**** Extrait du texte ****

ATA/950/2025 du 02.09.2025 ( FORMA ) , ADMIS

En fait
En droit
RÉPUBLIQUE ET CANTON DE GENÈVE

 

POUVOIR JUDICIAIRE

A/1824/2025-FORMA ATA/950/2025

COUR DE JUSTICE

Chambre administrative

Arrêt du 2 septembre 2025

 

dans la cause

 

A________, représentée par sa mère B________ recourante

contre

SERVICE DES BOURSES ET PRÊTS D'ÉTUDES intimé

 



EN FAIT

A. a. A________, née le ________, est domiciliée chez sa mère, B________, au ________. Sa sœur, C________, réside également à cette adresse. Son père, D________, est domicilié à ________.

b. A________ est scolarisée dans le canton de Genève depuis 2018. À la rentrée 2023/2024, elle était en deuxième année de maturité gymnasiale au Collège Rousseau.

B. a. Par décision du 19 juin 2023, B________ a été mise au bénéfice d’une rente d’invalidité de l’office cantonal de l’assurance-invalidité à compter du 1er octobre 2020. Des rentes pour enfants, liées à la rente de leur mère, ont été octroyées à A________ et C________.

b. Le 19 décembre 2023, B________ a déposé une demande de prestations complémentaires auprès du service des prestations complémentaires (ci-après : SPC).

c. Par décision du 26 juillet 2024, le SPC a suspendu l’examen de sa demande de prestations. À l’échéance du délai d’instruction de trois mois prévu par les directives fédérales, l’assurée n’avait pas transmis la totalité des justificatifs réclamés. Dès réception des justificatifs manquants, sa demande serait traitée avec effet au premier jour du mois de réception des documents.

d. Le 18 septembre 2024, le SPC a indiqué qu’il n’était pas en mesure de reprendre l’examen de son dossier, les documents adressés ne correspondant pas à la totalité des pièces réclamées. Il a accordé à l’assurée un délai au 18 octobre 2024 pour la remise de la décision relative à sa rente LPP.

e. Par décision du 30 janvier 2025, le SPC a accordé des prestations complémentaires fédérales et cantonales à B________ à compter du 1er octobre 2024. A________ était prise en compte dans le calcul des prestations, au même titre que sa sœur.

C. a. Le 5 décembre 2023, A________ a déposé une demande de bourse auprès du service des bourses et prêts d’études (ci-après : SBPE) pour l’année 2023/2024.

**** Données fournies ****

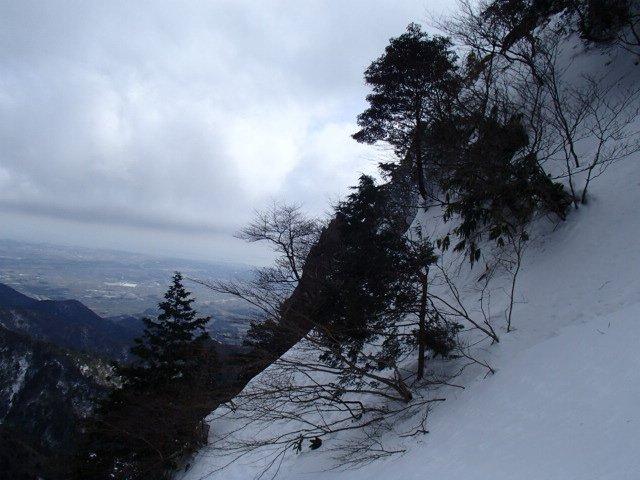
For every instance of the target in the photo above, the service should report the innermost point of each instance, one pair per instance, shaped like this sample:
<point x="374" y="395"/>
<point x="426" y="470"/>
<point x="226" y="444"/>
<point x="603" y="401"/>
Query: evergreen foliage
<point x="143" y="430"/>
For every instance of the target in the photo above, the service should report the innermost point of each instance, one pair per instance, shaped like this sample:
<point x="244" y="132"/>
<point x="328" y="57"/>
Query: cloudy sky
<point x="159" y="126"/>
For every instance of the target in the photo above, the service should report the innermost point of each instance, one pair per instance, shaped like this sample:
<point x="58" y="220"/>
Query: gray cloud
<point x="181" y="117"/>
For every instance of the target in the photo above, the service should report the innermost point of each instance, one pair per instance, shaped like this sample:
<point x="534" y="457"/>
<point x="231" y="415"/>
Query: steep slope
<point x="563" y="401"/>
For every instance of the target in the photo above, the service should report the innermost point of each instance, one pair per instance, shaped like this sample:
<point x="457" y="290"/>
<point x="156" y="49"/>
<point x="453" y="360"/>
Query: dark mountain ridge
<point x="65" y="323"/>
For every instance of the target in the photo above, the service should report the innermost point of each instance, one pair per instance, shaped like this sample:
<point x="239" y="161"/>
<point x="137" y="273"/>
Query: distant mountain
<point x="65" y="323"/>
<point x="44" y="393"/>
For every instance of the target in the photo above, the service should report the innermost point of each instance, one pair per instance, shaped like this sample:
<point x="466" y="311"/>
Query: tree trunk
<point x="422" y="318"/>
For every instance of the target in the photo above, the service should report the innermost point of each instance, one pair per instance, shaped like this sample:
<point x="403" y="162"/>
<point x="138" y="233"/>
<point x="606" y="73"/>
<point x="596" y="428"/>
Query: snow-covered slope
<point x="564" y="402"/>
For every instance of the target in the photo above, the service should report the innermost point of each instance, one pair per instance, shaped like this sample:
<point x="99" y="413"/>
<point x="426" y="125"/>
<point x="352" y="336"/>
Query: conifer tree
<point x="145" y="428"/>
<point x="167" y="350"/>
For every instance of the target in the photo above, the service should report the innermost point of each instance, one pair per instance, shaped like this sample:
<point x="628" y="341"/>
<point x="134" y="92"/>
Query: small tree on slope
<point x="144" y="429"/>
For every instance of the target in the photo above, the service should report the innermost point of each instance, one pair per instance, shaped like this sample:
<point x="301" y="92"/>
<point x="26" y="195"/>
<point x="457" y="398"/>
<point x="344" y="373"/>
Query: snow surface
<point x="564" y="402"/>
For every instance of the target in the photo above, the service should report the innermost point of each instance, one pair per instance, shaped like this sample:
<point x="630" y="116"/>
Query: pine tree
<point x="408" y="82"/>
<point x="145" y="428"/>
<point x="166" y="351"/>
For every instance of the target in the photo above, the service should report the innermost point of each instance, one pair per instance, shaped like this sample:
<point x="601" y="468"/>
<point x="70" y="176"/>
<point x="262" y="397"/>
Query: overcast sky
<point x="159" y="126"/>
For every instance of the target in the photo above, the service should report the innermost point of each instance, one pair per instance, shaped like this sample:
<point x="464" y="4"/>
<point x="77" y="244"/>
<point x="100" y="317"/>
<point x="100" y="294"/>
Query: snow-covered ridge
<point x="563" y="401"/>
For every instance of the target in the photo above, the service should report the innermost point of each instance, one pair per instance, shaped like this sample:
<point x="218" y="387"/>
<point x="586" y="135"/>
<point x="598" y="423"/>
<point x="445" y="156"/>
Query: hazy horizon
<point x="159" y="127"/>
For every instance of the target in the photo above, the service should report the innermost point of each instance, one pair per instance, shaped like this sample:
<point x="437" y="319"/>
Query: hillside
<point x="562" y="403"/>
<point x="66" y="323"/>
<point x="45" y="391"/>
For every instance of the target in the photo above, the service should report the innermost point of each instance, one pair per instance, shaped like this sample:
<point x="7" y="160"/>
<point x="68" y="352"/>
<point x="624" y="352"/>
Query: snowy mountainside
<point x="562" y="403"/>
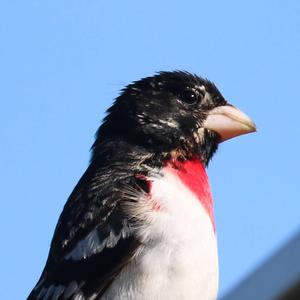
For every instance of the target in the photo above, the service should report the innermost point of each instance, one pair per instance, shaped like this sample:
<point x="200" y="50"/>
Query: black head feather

****

— Consigne 1 —
Réécris le passage de l'arrêt qui s'ouvre sur les mots contenant « b. Le 19 décembre » et se ferme sur « réception des documents. », en y remplaçant « justificatifs » par « documents ».
— Consigne 2 —
Relève chaque ligne des enregistrements où figure la chaîne « tree ».

— Réponse correcte 1 —
b. Le 19 décembre 2023, B________ a déposé une demande de prestations complémentaires auprès du service des prestations complémentaires (ci-après : SPC).

c. Par décision du 26 juillet 2024, le SPC a suspendu l’examen de sa demande de prestations. À l’échéance du délai d’instruction de trois mois prévu par les directives fédérales, l’assurée n’avait pas transmis la totalité des documents réclamés. Dès réception des documents manquants, sa demande serait traitée avec effet au premier jour du mois de réception des documents.

— Réponse correcte 2 —
Query: tree trunk
Query: conifer tree
Query: small tree on slope
Query: pine tree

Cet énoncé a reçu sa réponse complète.